#### [指示]
以下の固体撮像素子に関する文書抜粋のうち、「このように、従来の固体撮像素子は、耐放射線性が高いとは言えなかった。」という語句を含む箇所から書き始め、「するために十分とは言えない。」を書いたところで止めて、その範囲を一字も変えずに出力してください。

このように、従来の固体撮像素子は、耐放射線性が高いとは言えなかった。
【0004】
一方で、固体撮像素子の耐放射線性を向上させるための技術が、特許文献1に開示されている。具体的に、特許文献1には、Pウェル上にNウェルを形成し、さらに層間絶縁酸化膜(Pre-Metal Dielectic:PMD)に接する表面部分にピニング層のP領域を形成したピンドフォトダイオード(PPD)を採用することにより、耐放射線性を向上させた固体撮像素子が開示されている。ここで、PPDは、STI(Shallow Trench Isolation)から成る素子分離酸化膜層で囲まれた構造を有している。
【先行技術文献】
【特許文献】
【0005】
【文献】特開2019-201164号公報
【文献】特開昭58-210662号公報
【発明の概要】
【発明が解決しようとする課題】
【0006】
しかしながら、特許文献1に開示された技術だけでは、ホワイトアウトの原因となるフォトダイオードの暗電流を抑制するために十分とは言えない。
【0007】
例えば、フォトダイオード周囲の素子分離酸化膜層(STI)に放射線が当たった場合、トータルドーズ効果によって固定正電荷が発生し、その固定正電荷の影響により、素子分離酸化膜層近傍のPウェル領域がN型に反転し、N型反転領域が形成される。このN型反転領域からフォトダイオードのN型拡散領域に暗電流が流れ込み、画像のホワイトアウトを引き起こす虞がある。
【0008】
この問題を解決するための一手法として、フォトダイオードの周辺を、素子分離酸化膜層ではなく、フォトダイオードをリセットするための電荷排出用トランジスタのゲートと電荷排出用トランジスタのドレインで囲むことが考えられる(特許文献2参照)。この手法によれば、電荷排出用トランジスタのドレインがフォトダイオード周辺のガードリングとして機能するとともに、フォトダイオードと素子分離酸化膜層が直接接することがないため、暗電流を抑制できる可能性がある。
【0009】
しかしながら、上述した構造を採用した場合であっても、電荷排出用トランジスタの周囲には必然的に素子分離酸化膜層が形成されるため、放射線のトータルドーズ効果によって発生した暗電流が半導体基板内を通ってフォトダイオードに流れ込むことにより、画像のホワイトアウトを引き起こす虞がある。
【0010】
本発明は、上述した課題に鑑みてなされたものであり、固体撮像素子の耐放射線性を向上させることを目的とする。
【課題を解決するための手段】
【0011】
本発明の代表的な実施の形態に係る半導体装置は、半導体基板と、前記半導体基板に形成された画素回路とを備え、前記画素回路は、前記半導体基板に形成された第1導電型の第1半導体領域と、前記第1半導体領域上に形成され、前記第1半導体領域とともにフォトダイオードを構成する第2導電型の第2半導体領域と、平面視において、前記フォトダイオードを囲むように前記第2半導体領域と離間して前記半導体基板に形成された第2導電型の第3半導体領域と、前記半導体基板の平面に垂直な方向から見て、前記第2半導体領域と前記第3半導体領域との間に形成され、前記第2半導体領域および前記第3半導体領域とともに、前記フォトダイオードに蓄積された電荷を排出するオーバーフロートランジスタを構成するゲート領域と、を有することを特徴とする。

#### [表示データ]
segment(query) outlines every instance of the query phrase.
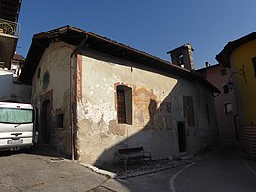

#### [解答例]
このように、従来の固体撮像素子は、耐放射線性が高いとは言えなかった。
【0004】
一方で、固体撮像素子の耐放射線性を向上させるための技術が、特許文献1に開示されている。具体的に、特許文献1には、Pウェル上にNウェルを形成し、さらに層間絶縁酸化膜(Pre-Metal Dielectic:PMD)に接する表面部分にピニング層のP領域を形成したピンドフォトダイオード(PPD)を採用することにより、耐放射線性を向上させた固体撮像素子が開示されている。ここで、PPDは、STI(Shallow Trench Isolation)から成る素子分離酸化膜層で囲まれた構造を有している。
【先行技術文献】
【特許文献】
【0005】
【文献】特開2019-201164号公報
【文献】特開昭58-210662号公報
【発明の概要】
【発明が解決しようとする課題】
【0006】
しかしながら、特許文献1に開示された技術だけでは、ホワイトアウトの原因となるフォトダイオードの暗電流を抑制するために十分とは言えない。